READING TEXT:
[Start]
I have used both models, and did database-first extensively, for at least 15
years. However, having been working in .NET lately and having EF Code First
migrations (painful, but read on), I did discover a sort of hybrid model that
worked.

Eventually, I believe you will always end up at database-first, even if you
start code-first, unless your database is relatively small (by # of
table/procs/views count) or limited in scope. But as applications grow,
multiple databases become a reality, the database might grow truly huge(# of
tables/procs/views), you might need customization to your database platform,
etc. - limiting it by the application / code-first becomes impossible.

Where code-first works well, for me, is limited scope OR, more importantly,
when you need really fast iteration for prototyping and don't want to think
about building the tables. I've found that use case, code-first can be really
helpful to think in code, let the system generate the database, at least
enough to get to an MVP or PoC type-level of work product. Then, once it's
working enough, to really take it all the way, switching to a database-first
approach to do all the customizations to a particular database platform's
strengths, etc. can work - I've done it myself on several projects
successfully.

The tooling is almost there to do this... just start code first, and then once
you have your system bootstrapped, generate the database first model and
switch. But, you have to be careful with naming things so that names of things
in your code match up (or can easily be updated) if you switch from code-first
to database-first - something that not all code generators let you control
completely (most template-driven ones do, though).

------
steve-chavez
If you're using PostgreSQL, I invite you to try PostgREST
[https://postgrest.org/en/v5.0/intro.html](https://postgrest.org/en/v5.0/intro.html)
which takes the database-first approach even further, with PostgREST you
develop all your business logic in SQL, there's no code generation, no ORM,
which no matter how elegant will always impose a performance and abstraction
overhead(to do an aggregate you have to read the ORM docs, learn/understand
the abstractions, add the code, all of this in addition to what you already
know how to do in SQL).
[End]
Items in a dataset
[Start]
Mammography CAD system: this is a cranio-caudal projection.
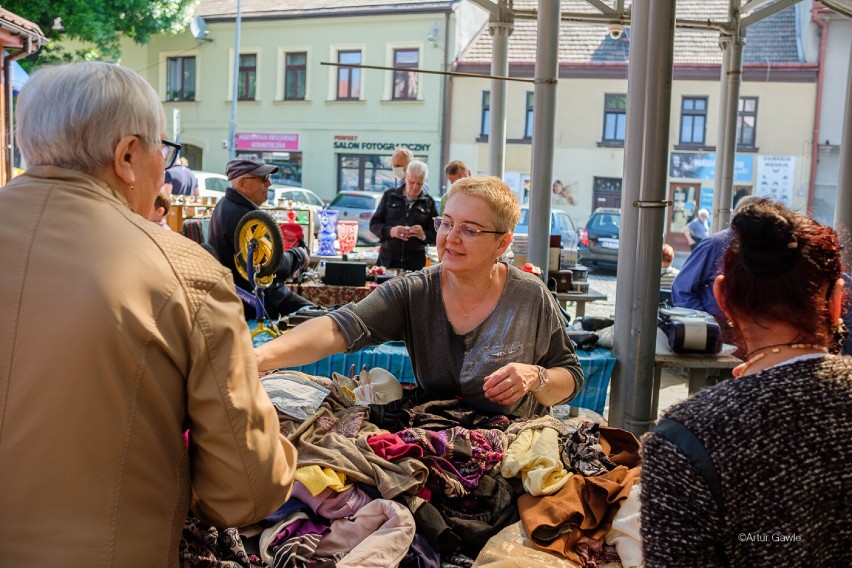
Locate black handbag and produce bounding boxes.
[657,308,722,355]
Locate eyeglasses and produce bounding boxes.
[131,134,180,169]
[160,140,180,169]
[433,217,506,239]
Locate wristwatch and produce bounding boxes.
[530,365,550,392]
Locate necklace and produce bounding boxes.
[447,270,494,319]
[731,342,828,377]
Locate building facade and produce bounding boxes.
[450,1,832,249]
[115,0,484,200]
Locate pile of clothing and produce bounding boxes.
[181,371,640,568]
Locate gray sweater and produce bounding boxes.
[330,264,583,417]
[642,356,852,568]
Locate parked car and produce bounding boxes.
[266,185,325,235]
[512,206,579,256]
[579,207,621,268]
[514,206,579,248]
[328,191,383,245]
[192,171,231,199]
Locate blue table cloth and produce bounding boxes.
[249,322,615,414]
[End]
[Start]
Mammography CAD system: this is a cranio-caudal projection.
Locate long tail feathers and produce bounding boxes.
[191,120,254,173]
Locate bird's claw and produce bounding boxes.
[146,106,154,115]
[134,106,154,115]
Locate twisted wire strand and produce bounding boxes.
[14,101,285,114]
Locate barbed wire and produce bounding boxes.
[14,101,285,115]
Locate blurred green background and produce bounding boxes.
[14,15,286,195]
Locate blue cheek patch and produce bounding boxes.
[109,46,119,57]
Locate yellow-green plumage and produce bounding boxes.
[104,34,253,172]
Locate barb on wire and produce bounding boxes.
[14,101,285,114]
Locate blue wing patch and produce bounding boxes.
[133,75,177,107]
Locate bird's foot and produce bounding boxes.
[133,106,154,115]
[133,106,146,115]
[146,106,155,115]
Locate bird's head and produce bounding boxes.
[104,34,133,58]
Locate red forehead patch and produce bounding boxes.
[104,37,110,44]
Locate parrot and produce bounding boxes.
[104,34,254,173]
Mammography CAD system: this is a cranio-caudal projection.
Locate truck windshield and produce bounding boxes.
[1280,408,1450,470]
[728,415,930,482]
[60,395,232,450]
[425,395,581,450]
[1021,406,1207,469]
[End]
[Start]
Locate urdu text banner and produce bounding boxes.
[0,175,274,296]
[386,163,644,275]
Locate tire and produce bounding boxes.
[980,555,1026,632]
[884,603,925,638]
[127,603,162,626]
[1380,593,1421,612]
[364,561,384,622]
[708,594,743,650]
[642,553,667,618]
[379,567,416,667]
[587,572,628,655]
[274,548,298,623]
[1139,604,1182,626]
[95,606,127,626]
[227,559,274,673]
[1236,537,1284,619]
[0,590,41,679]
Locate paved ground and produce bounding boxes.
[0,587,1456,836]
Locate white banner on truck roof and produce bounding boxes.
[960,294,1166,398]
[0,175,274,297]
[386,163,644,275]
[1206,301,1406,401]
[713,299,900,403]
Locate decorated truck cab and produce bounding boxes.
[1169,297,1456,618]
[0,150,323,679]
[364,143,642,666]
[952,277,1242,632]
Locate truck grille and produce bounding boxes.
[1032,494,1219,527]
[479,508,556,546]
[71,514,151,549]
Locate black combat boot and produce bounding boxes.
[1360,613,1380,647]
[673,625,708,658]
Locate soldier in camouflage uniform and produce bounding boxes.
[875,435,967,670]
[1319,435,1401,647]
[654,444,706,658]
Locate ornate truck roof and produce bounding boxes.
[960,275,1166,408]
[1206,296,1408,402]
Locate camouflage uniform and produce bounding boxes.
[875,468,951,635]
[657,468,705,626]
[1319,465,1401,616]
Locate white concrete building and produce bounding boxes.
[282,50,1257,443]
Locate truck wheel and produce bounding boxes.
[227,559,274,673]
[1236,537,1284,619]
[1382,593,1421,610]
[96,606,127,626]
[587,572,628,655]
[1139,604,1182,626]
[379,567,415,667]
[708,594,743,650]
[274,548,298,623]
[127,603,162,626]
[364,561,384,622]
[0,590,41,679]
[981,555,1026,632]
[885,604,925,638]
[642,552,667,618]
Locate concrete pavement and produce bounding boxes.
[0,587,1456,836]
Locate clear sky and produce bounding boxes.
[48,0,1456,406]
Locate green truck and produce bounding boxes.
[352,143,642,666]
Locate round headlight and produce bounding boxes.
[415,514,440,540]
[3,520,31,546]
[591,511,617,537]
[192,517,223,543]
[End]
Extend the forum discussion of code-first versus database-first development with the next part, starting after its last sentence. These records were taken from a different source than the text.

Check the API
[https://postgrest.org/en/v5.0/api.html](https://postgrest.org/en/v5.0/api.html)
for more details on all the features that work out of the box, no ad-hoc code
needed.

------
mnm1
I couldn't agree more. The code first design is what kept me away from Rails.
I'm sure they have sensible approaches as well, but unfortunately I couldn't
get over my prejudice that anyone who teaches the creation of the database
through the app's code instead of actually designing the database is someone I
don't want to follow or learn from and whose framework I don't want to use
even if it provides alternatives (I hope it does). Database design in a CRUD
app is by far the single most important task. Show me your code and I know
nothing, show me your data structures and I understand the whole app never
applied more.

The consequences of not following this advice I see everyday at my current job
where we are stuck with an ORM that needs at least 3-4 files modified for each
entity change and that requires management using an external GUI tool. The ORM
adds 10x overhead to already unoptimized SQL queries so optimizing the queries
is never a problem because the system's overhead is so slow even if it was
possible to make the queries run in zero time, the overhead would still kill
us. 10x. Query is 10ms and overhead is 100ms. And the trade-off for this?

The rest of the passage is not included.